ARTICLE:
"Honor Your Needs and Boundaries." - Chatting with Melody Bates!

Melody Bates.

Kevin Ray Johnson, Staff Writer

It is my privilege to introduce you to Melody Bates. Melody is currently performing at The Metropolitan Opera in Lady Macbeth of Mtsensk, Tosca, and Idomeneo, and is currently in rehearsals forDon Carlo and Rigoletto. This native Oregonian has had quite an extensive career in Theatre, Film, and Television.

Some of her credits include Law and Order SVU, PBS Great Performances, Ask for Jane, Purity, Naked/ Spurious, Investigation Discovery's I Am Homicide, Occupy Elm Street, Public Hearing, and Have You Seen Tom. Other theatre credits include John Jahnke’s Alas the Nymphs (BAM Next Wave); Mike Gorman’s If Colorado Had an Ocean, Biffin’ Mussels, The Poet and the Lumberjack, and How and Why I Robbed My First Cheese Store, and Andrei Serban’s Caucasian Chalk Circle (La MaMa E.T.C.); WaxFactory’s Blind.ness (PS 122 & Cankarjev Dom, Slovenia); Mac Wellman’s Obie-winning Jennie Richee (Chicago and NYC) and The Invention of Tragedy (Classic Stage Company); No Mother to Guide Her and Craft (Flea Theatre); Robert Woodruff’s Godard: distant and right (NYC and Paris). Melody has also performed at the Cleveland Public Theatre, Boston's A.R.T., Joe's Pub, and several other NYC theatres.

Melody is truly a multi-faceted Artist that has a lot to offer any project she is a part of on both sides of the table. A true triple threat. I am very thankful to have the opportunity to feature Melody in my series for OnStage Blog!

How old were you when you knew you wanted to be a performer and when did writing come into the picture for you?

SUPPLIED DATA:
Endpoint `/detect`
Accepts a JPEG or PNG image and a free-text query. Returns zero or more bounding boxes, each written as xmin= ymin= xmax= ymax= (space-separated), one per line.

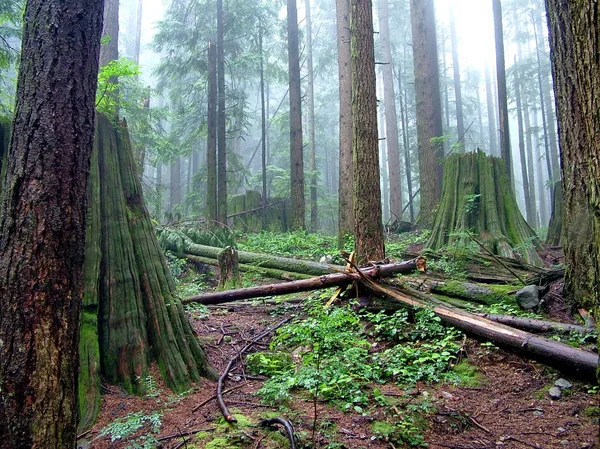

DIRECTION: In the interview with Melody Bates, where is she currently performing?

RESPONSE: The Metropolitan Opera